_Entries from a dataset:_
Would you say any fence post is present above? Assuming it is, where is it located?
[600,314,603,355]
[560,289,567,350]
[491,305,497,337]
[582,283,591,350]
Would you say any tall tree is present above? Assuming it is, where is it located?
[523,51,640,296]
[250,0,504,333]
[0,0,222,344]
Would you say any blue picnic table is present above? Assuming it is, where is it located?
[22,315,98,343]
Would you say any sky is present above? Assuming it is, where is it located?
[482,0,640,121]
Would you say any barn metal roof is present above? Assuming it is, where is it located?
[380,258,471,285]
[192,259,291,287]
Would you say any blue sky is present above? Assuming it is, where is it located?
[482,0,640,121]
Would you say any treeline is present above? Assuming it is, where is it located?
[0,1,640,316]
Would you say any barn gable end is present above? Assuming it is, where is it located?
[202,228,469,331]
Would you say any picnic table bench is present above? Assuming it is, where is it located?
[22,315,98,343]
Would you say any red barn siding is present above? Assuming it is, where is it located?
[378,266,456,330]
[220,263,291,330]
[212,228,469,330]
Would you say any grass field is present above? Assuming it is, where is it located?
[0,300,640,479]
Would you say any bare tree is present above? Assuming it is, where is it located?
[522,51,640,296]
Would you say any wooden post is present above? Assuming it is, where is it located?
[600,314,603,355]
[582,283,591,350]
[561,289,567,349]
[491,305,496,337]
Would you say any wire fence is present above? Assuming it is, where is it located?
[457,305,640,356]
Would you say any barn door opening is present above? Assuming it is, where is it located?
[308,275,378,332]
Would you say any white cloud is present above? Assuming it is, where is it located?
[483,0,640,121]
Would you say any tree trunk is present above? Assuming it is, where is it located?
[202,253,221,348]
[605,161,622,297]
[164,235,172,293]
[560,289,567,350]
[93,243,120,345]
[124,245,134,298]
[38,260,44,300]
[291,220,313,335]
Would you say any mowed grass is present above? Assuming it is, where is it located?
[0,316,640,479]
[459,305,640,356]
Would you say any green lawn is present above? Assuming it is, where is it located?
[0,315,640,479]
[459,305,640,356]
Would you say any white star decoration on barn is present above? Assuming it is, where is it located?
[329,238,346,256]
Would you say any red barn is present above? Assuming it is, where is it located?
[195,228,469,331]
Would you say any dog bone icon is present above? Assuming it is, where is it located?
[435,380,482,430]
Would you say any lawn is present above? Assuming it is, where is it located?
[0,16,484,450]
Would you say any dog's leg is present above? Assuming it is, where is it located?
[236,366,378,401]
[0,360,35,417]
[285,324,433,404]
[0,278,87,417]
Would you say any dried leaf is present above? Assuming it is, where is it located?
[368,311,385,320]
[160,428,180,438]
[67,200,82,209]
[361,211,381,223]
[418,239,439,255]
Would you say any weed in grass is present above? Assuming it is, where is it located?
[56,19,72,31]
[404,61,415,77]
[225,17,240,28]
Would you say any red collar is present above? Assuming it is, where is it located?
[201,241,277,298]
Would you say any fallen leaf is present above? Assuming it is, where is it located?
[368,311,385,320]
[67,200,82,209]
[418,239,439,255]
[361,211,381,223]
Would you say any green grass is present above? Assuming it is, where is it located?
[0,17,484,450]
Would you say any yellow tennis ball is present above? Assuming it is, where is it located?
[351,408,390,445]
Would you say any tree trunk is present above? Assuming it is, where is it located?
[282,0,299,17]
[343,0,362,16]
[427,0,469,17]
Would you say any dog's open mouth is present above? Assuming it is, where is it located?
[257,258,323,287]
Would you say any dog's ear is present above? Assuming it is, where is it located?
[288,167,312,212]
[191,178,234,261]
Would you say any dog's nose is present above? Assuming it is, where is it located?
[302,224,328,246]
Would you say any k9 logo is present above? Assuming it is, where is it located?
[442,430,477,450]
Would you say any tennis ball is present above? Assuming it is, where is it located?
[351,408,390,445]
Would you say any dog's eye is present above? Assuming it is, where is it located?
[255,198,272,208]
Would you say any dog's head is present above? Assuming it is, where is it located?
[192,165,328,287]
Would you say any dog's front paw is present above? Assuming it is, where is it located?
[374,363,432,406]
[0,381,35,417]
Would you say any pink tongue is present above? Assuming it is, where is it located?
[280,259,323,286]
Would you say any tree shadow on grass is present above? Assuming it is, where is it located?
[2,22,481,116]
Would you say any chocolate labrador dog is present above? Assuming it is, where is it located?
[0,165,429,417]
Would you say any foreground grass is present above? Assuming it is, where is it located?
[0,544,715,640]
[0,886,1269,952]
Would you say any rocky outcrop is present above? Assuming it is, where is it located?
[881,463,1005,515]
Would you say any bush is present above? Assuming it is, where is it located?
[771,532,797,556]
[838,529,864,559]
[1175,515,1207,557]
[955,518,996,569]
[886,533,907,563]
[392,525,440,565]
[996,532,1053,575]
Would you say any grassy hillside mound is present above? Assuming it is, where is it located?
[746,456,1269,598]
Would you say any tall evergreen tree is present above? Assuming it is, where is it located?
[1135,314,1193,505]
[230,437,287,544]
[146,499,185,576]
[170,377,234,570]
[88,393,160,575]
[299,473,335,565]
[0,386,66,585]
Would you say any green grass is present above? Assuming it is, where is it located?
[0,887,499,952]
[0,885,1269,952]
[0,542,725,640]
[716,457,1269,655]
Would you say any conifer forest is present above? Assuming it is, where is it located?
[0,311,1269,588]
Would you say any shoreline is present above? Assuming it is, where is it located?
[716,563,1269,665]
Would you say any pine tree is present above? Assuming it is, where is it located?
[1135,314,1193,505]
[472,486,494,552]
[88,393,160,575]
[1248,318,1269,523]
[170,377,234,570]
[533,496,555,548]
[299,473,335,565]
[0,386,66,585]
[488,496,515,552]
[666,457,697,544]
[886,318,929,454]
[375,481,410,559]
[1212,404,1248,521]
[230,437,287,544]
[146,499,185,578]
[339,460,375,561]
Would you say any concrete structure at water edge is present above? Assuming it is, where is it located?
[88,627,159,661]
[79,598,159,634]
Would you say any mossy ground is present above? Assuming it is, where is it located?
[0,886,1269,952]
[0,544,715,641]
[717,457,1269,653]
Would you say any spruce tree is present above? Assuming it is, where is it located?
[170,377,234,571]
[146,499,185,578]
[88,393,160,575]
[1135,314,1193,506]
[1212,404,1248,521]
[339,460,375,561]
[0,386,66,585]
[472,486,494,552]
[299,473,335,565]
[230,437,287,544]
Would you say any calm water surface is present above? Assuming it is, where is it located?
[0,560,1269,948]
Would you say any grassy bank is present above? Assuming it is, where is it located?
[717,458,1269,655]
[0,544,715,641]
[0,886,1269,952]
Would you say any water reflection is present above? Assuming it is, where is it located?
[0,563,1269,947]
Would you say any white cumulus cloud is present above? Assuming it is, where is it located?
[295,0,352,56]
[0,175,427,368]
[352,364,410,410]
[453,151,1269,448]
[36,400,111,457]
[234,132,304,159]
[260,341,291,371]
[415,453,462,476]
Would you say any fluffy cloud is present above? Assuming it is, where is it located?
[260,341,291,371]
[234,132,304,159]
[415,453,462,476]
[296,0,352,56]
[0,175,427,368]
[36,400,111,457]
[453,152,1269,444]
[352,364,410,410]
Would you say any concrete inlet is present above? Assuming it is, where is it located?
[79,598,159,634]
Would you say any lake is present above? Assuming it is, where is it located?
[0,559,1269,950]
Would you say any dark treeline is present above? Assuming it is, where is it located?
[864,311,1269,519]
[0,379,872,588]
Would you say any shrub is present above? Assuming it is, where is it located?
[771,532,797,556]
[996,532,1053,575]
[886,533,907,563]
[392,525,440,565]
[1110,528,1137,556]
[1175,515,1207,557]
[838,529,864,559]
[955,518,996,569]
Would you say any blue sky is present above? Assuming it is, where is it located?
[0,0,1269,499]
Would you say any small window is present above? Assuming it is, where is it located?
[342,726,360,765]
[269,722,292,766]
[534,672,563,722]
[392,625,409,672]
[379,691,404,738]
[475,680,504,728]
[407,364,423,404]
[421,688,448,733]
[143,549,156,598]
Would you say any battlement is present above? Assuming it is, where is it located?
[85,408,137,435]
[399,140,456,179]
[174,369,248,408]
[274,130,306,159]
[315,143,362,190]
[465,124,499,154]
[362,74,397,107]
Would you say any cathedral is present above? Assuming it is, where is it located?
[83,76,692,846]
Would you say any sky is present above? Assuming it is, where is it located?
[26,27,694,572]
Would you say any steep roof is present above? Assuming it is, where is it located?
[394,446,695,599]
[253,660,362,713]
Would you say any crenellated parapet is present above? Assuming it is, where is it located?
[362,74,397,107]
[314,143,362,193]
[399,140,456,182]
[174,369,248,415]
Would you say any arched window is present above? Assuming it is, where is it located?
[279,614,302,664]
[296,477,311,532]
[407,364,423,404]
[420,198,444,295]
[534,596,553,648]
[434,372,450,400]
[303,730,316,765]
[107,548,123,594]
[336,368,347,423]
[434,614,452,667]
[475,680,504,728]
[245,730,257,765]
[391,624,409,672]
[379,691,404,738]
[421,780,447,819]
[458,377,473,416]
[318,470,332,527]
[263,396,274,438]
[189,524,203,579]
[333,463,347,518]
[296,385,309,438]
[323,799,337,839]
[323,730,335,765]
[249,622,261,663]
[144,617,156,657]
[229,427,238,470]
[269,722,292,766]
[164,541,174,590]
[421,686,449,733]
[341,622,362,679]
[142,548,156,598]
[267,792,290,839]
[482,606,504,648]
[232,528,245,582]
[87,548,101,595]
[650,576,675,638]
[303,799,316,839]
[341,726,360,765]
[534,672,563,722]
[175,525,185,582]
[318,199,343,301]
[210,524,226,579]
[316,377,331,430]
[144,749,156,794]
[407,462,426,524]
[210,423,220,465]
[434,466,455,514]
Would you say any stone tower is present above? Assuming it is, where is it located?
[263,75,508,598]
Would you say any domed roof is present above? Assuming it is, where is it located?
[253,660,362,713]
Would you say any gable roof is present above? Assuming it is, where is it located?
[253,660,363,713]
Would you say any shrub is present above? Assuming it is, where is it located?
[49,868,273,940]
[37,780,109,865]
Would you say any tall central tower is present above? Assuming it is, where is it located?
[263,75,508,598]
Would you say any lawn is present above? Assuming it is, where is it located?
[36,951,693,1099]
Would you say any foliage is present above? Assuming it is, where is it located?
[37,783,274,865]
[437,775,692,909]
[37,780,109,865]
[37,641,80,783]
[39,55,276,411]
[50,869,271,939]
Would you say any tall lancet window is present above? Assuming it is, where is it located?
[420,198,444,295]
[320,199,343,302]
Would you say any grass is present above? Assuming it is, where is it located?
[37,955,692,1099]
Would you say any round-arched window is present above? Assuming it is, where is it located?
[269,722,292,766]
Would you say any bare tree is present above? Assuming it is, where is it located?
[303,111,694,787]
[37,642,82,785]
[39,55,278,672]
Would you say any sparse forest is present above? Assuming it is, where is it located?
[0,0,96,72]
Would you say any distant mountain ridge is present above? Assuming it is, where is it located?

_INSTRUCTION:_ Please put the stretch of the material from the line containing "Would you say any round-arched" through its final line into a numbered list, leaving out any blank lines.

_ANSWER TO THE PROBLEM:_
1. Would you say any round-arched window is present above? Assuming it is, where is it located?
2. [269,722,292,766]
3. Would you say any bare tree is present above? Assuming it is, where is it located?
4. [303,111,694,787]
5. [37,642,82,785]
6. [39,55,278,672]
7. Would you say any sparse forest is present above? Assuming it is, where is it located?
8. [0,0,96,72]
9. Would you say any distant mountain ridge is present above? Assuming it is, where is it located?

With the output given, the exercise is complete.